## WHAT YOU NEED TO DO
Count how many lines of the material below contain the string "tire", matching case exactly, and give only that number.
>> begin
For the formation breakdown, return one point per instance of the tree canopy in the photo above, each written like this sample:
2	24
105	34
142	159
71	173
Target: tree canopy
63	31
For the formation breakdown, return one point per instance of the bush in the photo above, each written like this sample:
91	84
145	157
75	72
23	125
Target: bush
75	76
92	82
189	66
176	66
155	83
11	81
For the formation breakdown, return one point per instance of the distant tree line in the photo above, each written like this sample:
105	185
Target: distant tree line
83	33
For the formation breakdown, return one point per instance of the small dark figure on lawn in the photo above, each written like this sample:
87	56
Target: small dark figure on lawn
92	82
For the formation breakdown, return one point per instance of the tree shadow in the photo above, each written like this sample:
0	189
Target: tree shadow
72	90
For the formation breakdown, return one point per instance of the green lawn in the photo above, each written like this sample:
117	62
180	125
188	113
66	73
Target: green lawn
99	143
>> end
>> begin
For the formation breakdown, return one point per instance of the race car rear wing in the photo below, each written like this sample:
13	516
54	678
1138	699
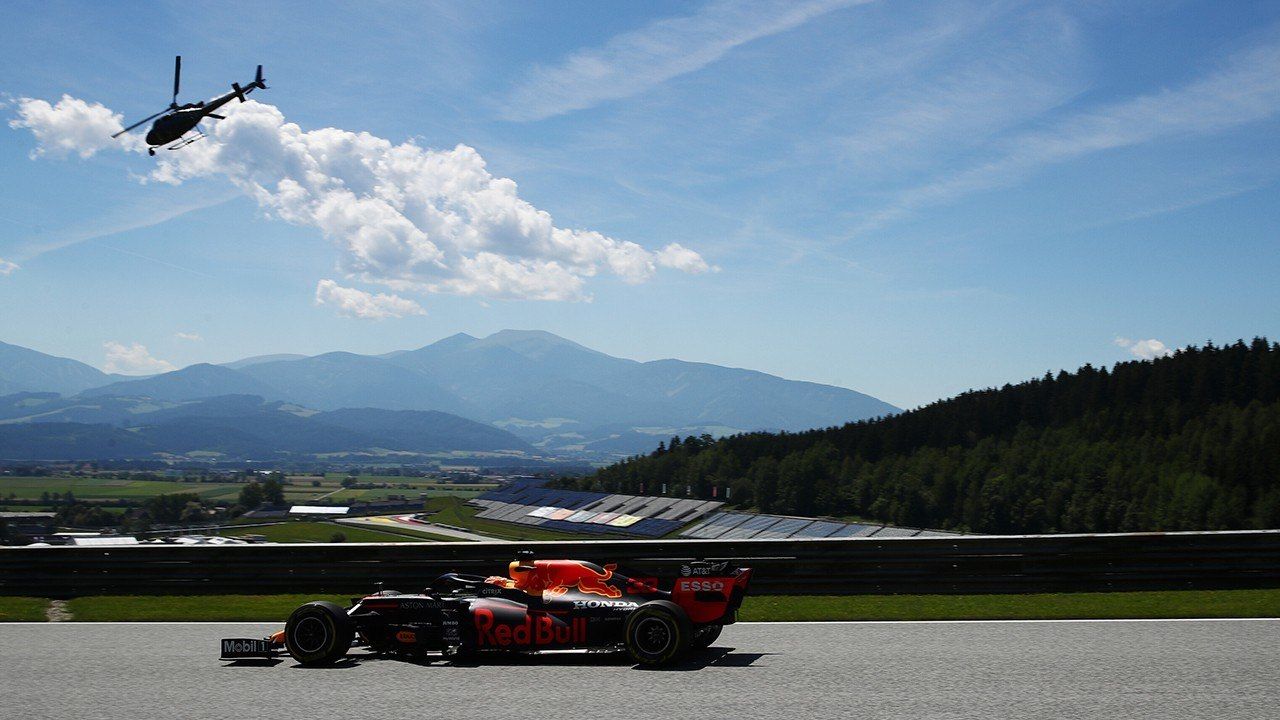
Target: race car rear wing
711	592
>> end
>> begin
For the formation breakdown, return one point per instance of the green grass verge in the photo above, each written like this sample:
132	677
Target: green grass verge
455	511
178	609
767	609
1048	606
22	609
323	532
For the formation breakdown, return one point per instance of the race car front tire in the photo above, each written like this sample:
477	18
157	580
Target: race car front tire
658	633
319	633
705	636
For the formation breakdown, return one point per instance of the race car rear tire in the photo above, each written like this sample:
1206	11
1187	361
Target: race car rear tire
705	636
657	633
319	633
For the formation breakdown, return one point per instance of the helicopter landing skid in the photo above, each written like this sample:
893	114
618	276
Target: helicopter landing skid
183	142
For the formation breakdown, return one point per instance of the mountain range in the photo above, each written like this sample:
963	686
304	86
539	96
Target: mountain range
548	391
>> end
## ANSWER IN FULL
4